* _Excerpt provided_:
The lounge dress has been a part of the National family for as long as I can remember. Catalogs that date back to the 1970’s and 80’s boast a wide variety of options. (I even uncovered a detail about my mother’s schoolwork – she wrote a college paper on lounge dress development in 1967!)

As a college student, my roommates kept the muumuu craze going. Bright colors and elaborate stitching took over our closets. At the time, I assumed it was a Texas trend. We walked to class in 103 degree heat, so the lightweight breathability of our “loungers” proved beneficial to say the least. (Not to mention, the “dress” appearance was just enough to get us through class without the token “change out of your pajamas next time” comment from our professors!) Certainly still a staple in closets nationwide, diverse selections of muumuus and loungers maintain their place in National’s catalog pages 45 years later.

* _Recorded information_:

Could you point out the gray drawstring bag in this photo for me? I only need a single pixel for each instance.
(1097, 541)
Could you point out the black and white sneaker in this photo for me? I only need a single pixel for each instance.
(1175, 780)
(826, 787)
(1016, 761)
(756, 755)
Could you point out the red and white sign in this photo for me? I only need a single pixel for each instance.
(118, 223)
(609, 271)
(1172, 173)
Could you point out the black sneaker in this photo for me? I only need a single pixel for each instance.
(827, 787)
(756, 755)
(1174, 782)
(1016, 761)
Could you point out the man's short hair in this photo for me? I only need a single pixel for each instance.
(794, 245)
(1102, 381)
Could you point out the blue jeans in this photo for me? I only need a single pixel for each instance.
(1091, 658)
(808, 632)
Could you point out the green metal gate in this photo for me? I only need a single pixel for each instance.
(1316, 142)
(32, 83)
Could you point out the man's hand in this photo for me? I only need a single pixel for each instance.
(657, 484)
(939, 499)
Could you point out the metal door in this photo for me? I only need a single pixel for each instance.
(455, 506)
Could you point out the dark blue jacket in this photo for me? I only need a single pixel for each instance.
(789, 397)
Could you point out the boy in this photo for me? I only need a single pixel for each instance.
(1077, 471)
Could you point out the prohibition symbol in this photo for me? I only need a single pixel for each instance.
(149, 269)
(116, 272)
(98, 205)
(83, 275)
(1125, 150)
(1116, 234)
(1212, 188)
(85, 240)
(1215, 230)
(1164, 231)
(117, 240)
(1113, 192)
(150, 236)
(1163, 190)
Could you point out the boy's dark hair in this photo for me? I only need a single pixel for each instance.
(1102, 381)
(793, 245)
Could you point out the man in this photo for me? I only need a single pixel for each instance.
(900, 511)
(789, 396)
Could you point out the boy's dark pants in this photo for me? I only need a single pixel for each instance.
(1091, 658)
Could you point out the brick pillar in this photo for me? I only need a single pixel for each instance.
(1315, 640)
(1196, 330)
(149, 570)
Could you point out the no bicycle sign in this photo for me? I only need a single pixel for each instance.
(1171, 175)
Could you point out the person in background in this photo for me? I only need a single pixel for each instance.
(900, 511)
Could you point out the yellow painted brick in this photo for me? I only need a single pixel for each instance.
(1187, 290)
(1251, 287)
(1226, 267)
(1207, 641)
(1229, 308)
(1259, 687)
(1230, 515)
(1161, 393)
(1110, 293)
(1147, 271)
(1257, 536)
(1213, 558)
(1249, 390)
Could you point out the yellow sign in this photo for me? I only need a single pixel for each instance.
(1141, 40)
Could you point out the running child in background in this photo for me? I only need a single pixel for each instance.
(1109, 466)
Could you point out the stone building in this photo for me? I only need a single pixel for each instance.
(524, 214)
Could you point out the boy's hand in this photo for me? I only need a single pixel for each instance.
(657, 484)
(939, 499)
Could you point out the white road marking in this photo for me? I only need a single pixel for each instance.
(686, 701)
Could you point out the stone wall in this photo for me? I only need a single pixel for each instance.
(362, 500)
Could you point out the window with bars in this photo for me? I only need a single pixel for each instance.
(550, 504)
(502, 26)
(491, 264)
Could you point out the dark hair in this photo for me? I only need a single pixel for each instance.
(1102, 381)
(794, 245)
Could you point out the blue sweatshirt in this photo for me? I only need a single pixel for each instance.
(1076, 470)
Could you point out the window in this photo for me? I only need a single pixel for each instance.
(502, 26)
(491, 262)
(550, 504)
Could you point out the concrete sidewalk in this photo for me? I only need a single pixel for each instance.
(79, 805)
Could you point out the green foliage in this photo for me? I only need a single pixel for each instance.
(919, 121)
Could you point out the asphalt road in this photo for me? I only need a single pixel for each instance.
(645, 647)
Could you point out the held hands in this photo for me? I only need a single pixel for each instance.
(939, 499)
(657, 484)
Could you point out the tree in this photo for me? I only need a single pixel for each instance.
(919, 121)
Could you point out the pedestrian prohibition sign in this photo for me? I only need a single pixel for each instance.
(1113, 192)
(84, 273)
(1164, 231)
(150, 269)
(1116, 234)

* _Task goal_: Please write out again the part of the lounge dress piece that opens with the words containing "The lounge dress" and closes with "development in 1967!)", substituting "house dress" for each "lounge dress".

* _Answer to this task_:
The house dress has been a part of the National family for as long as I can remember. Catalogs that date back to the 1970’s and 80’s boast a wide variety of options. (I even uncovered a detail about my mother’s schoolwork – she wrote a college paper on house dress development in 1967!)